Our team decided to host the co-design convening because, while we had a semi-clear conception of the tool, we still found ourselves bumping up against many key implementation questions. We had conducted thorough background research, engaged with artists in focus groups, and hosted a technology-focused co-design session at DWeb Camp ‘24, yet we still did not feel confident enough to start writing any code–perhaps because this project has highly ambitious goals.

Our main goals for this system is to help grow the financial security and social cohesion of independent workers. Not only that, but we hope that our system can inspire a shift in the way people relate to money–to see it less as individually-held resources and more as shared resource commons held in communities of trust and governed by mutualistic, cooperative, and solidarity-oriented agreements. The model is based on the concept of Rotating Savings and Credit Associations (ROSCAs, sometimes called tandas or sou-sous) that have been present in communities of color in the U.S. and abroad for generations. We are building on that legacy of mutual aid with the Cookie Jar Collective. Our hope is that we can leverage new technology to scale this idea to a large number of freelancers. 

Finally, we aim to demonstrate how U.S. policy makers can use our system to expand benefits for non-traditional (non-W2) workers, a growing share of the workforce who are excluded from a social safety net that only protects those engaged in traditional employment. We realized our ideal roadmap for this system would include it potentially being adopted by a state or local  government as a “public option,” similar to state retirement funds like CalSavers that are available to freelancers on an opt-in basis.

•••

**Set problem**.
Please carry on the passage about the Cookie Jar Collective savings system, picking up right after its final sentence.

Data items

•••

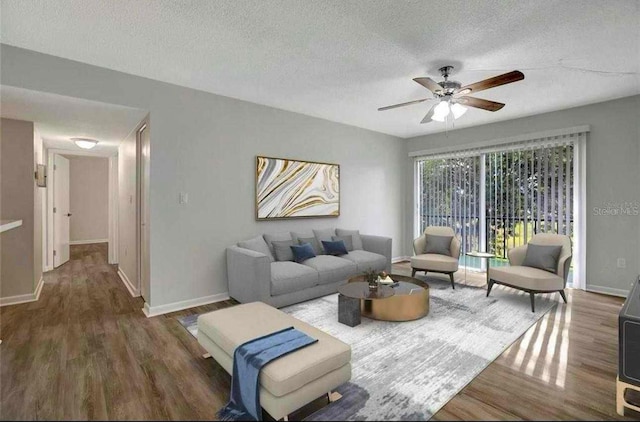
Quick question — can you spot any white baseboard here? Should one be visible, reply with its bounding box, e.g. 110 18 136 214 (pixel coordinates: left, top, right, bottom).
118 267 140 297
142 293 229 318
0 277 44 306
586 285 631 297
69 239 109 245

•••

**Final result**.
These social, cultural, and policy change goals required us to engage early with a broad range of stakeholders, making the participatory model of co-design an ideal design step for this project. This is the Research to Impact Lab’s first incubation project, which means that we are testing different aspects of our technology incubation process and learning along the way. What level of participation is useful? How can we move quickly and keep learning along the way? We’re not a government, though we do intend this product for public good; and we certainly aren’t a tech start up, though we want to be able to innovate swiftly. As a result, we strive for a balance of participation somewhere in between democratic governments building public infrastructure and traditional technology startups building products for profit.

Building digital public infrastructure means not seeking profit but rather seeking positive effects of relationality, participation, social cohesion, diverse opportunities, mutual support and benefit, maintenance, and care. 

Our Planning Process

The R2I Lab team engaged in an approximately 9-month process to prepare for and plan the co-design. We began with a selection process for a human-centered design firm partner with whom we would collaborate on the convening design and facilitation. Greater Good Studios (GGS) was ultimately chosen as our partners because of their prior experience working on technology that directly drives state-level policy change.

With GGS’s support, we proceeded with our participant selection process. It was crucial to our team to meet with each prospective invitee individually to connect with them on a personal level, hear about their work, practice explaining our concept directly to them, field any follow-up questions, and gauge their interest in collaborating on the project.

Once we had our twenty-two total participants confirmed, we worked on designing the agenda–again, with the help and guidance of GGS. The whole experience was intentionally designed, including a welcome dinner the night before the convening, in order to create a space for folks to meet and connect across their areas of expertise and interest. On the day, our agenda included three distinct segments: 1) introductions and weaving connections between participants, 2) building a shared understanding of the concept and fielding questions, and 3) collaboratively designing systems with different constraints in small, assigned groups. These segments were cushioned with meals (breakfast and lunch), breaks, and time for conversation and connections.

Cookie Jar Collective Co-Design Convening (Pictured: Attendees face front of room as Angie Kim Speaks) 15 July 2025. Center for Cultural Innovation, Santa Monica. Photo by Calethia DeConto

The Flow of the Agenda on the Day

The event transpired smoothly in that we remained on schedule with plenty of time for each program activity and suitable break time in between.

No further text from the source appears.